* [REQUEST A] In the Alibaba excerpt, when did Alibaba make its initial minority investment in Lazada?
* [REQUEST B] Which companies, other than Alibaba and Ant Financial, does the Alibaba excerpt name?
* [REQUEST C] Carry on the Alibaba excerpt from its last sentence.

* [DOCUMENT SEGMENT]
━━━━━━━━━━━━━━━━━━━━━━━━━━━━━━

And just in the last two months since this slide was presented, two other Alibaba /Ant Financial affiliates have gone public at multi-billion dollar valuations: Best Logistics (now Best Inc.) and ZhongAn Insurance.

I expect that Alibaba’s treasure trove of proprietary data will continue to pay dividends in the future, possibly for businesses that we cannot even imagine today.  Take A.I. as an example.  What is the most important ingredient to feed and train A.I. algorithms?   Yep ... data, the higher quality the better.

Alibaba will win the battle for emerging markets.

I believe that Alibaba is better positioned than others to win the battle for the emerging markets.  First, Alibaba has had more relevant experience building a business in an actual developing market environment.  The consumer profile and business environment that it has grown up with in China are more similar to countries like India, Indonesia and the Philippines than the experience Amazon had building up its business in developed North America.  We have already seen how U.S. giants like Amazon and Wal-Mart failed to build businesses in emerging markets and we are seeing in real-time Uber losing in Southeast Asia.

Second, Alibaba and Ant Financial have already established themselves in these markets through investments in companies that appear to be emerging as the winners (Lazada in Southeast Asia and Paytm/Paytm Mall in India).  It brings not only capital, but a large captive customer base (outbound Chinese tourism) and most importantly, the battle scars and experience of having successfully built businesses in emerging markets.  Eighteen months after making its first major foray through its initial minority investment in Lazada in April 2016, Alibaba looks increasingly likely to replicate its success in China in other emerging markets around the world.

Valuation

Alibaba’s stock has been on a nice run since the beginning of the year.  But even at the current price of $178/share, I believe that there is still compelling long-term value and a good case can be made for the share price to double over the next three years.

━━━━━━━━━━━━━━━━━━━━━━━━━━━━━━

* [EXTRACTED INFORMATION]
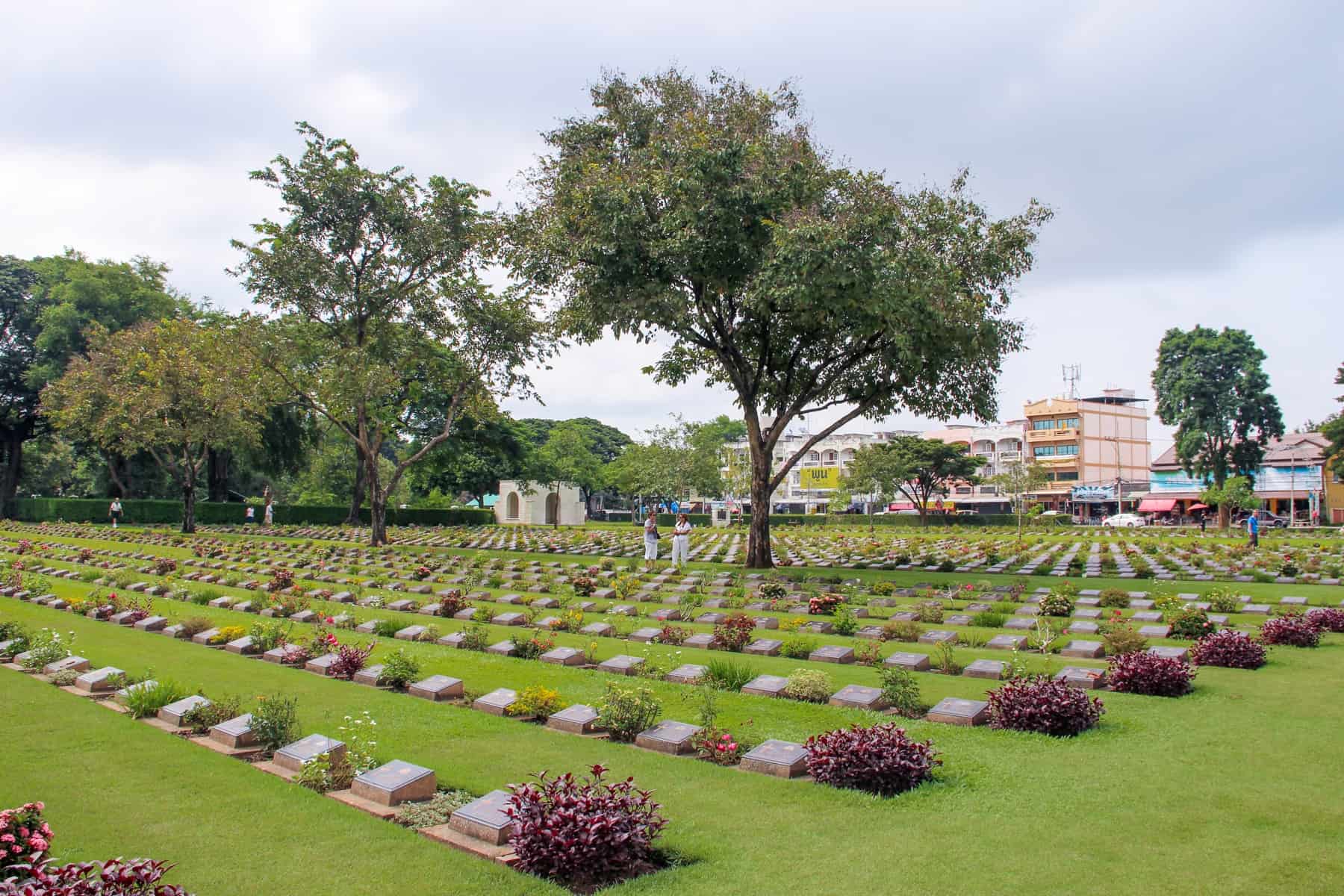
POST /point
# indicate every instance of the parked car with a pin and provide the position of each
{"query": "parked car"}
(1270, 520)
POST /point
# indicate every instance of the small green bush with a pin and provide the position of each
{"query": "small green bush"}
(797, 647)
(808, 685)
(624, 712)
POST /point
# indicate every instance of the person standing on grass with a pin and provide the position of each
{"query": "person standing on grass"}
(680, 541)
(651, 541)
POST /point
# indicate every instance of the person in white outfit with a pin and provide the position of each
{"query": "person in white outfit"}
(651, 541)
(680, 541)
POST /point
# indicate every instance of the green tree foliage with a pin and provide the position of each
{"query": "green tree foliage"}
(1334, 430)
(606, 441)
(875, 474)
(46, 308)
(1016, 481)
(1236, 494)
(482, 452)
(567, 455)
(174, 388)
(930, 467)
(706, 217)
(1213, 388)
(374, 279)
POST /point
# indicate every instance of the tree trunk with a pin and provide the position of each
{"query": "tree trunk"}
(759, 536)
(188, 507)
(117, 465)
(217, 474)
(376, 504)
(376, 519)
(358, 494)
(13, 449)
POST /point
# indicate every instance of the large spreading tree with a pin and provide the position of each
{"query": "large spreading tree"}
(175, 388)
(705, 217)
(373, 277)
(1211, 386)
(47, 307)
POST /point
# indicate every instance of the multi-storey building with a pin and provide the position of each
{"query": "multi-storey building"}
(999, 445)
(809, 484)
(1293, 479)
(1095, 450)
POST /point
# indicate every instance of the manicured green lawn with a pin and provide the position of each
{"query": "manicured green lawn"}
(1236, 788)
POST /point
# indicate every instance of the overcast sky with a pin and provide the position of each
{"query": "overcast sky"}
(1189, 151)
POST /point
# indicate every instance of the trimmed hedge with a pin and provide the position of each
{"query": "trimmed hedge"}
(215, 514)
(862, 520)
(903, 519)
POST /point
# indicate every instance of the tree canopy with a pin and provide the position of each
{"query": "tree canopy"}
(605, 441)
(1334, 430)
(705, 215)
(482, 450)
(373, 277)
(174, 388)
(47, 305)
(1213, 388)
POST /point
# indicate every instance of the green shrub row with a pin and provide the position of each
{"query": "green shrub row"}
(208, 512)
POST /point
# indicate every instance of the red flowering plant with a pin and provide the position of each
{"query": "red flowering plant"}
(349, 659)
(1327, 618)
(112, 877)
(584, 832)
(1045, 707)
(452, 602)
(25, 837)
(534, 647)
(718, 746)
(1151, 675)
(1293, 630)
(734, 633)
(824, 603)
(1191, 623)
(140, 609)
(1229, 649)
(880, 759)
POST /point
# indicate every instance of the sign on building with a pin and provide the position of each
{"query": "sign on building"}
(1093, 494)
(819, 477)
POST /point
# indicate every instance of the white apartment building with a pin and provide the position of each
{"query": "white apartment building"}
(831, 457)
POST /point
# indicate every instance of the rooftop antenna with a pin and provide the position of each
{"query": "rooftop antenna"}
(1073, 373)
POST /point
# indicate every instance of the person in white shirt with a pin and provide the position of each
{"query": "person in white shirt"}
(680, 541)
(651, 541)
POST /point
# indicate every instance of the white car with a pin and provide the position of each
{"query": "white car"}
(1124, 521)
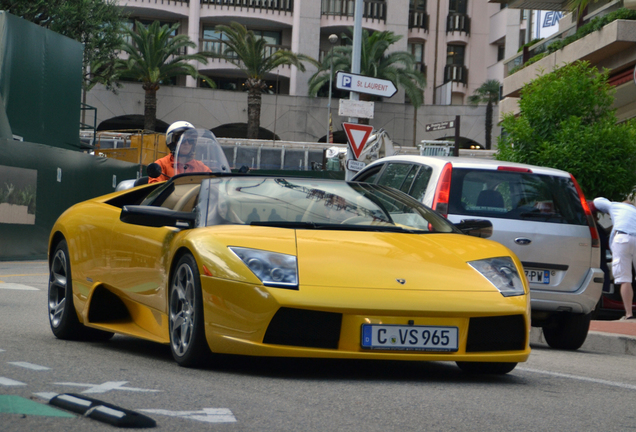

━━━━━━━━━━━━━━━━━━━━━━━━━━━━━━

* [EXPECTED OUTPUT A] April 2016.

* [EXPECTED OUTPUT B] Best Logistics (now Best Inc.), ZhongAn Insurance, Amazon, Wal-Mart, Uber, Lazada, Paytm, and Paytm Mall.

* [EXPECTED OUTPUT C]
I value Alibaba by breaking down it down into three main elements:

  • Core Commerce Business – China and International; B2C, C2C, B2B

  • Emerging Businesses – Alibaba Cloud, Youku and others

  • Investment Portfolio and Cash – Alipay, Weibo, Suning, Cainiao Network, Didi Chuxing, Koubei, Alibaba Pictures, Alibaba Health, Paytm, Paytm Mall, other minority investments

Core Commerce Business

Core Commerce represents greater than 100% of Alibaba’s profitability/cashflow and by my calculation over two-thirds of its market capitalization.  Growth actually accelerated this past fiscal year even when calculated on an organic basis.  I forecast robust growth to continue over the next three years, gradually moderating in percentage terms; but I still expect growth in 2020 (>20%) to exceed the Amazon’s current e-commerce growth rates today.  At a minimum, the company should be able to maintain its operating margins which would mean the business at that point in time could easily be generating run-rate EBITA well north of $35 billion per annum.  With its scale, market dominance and continued growth prospects, I do not think an 15-20x multiple is unreasonable for this type of business.

Emerging Businesses

As you can see, Alibaba’s other consolidated businesses are collectively losing about $1.5 billion a year, primarily driven by losses at its Media/Digital Entertainment and its “Innovation and Other” group where new and sub-scale businesses reside until they gain some semblance of scale.  Its cloud business is turning the corner on profitability and is expected to start being profitable on a run rate basis as early as this year.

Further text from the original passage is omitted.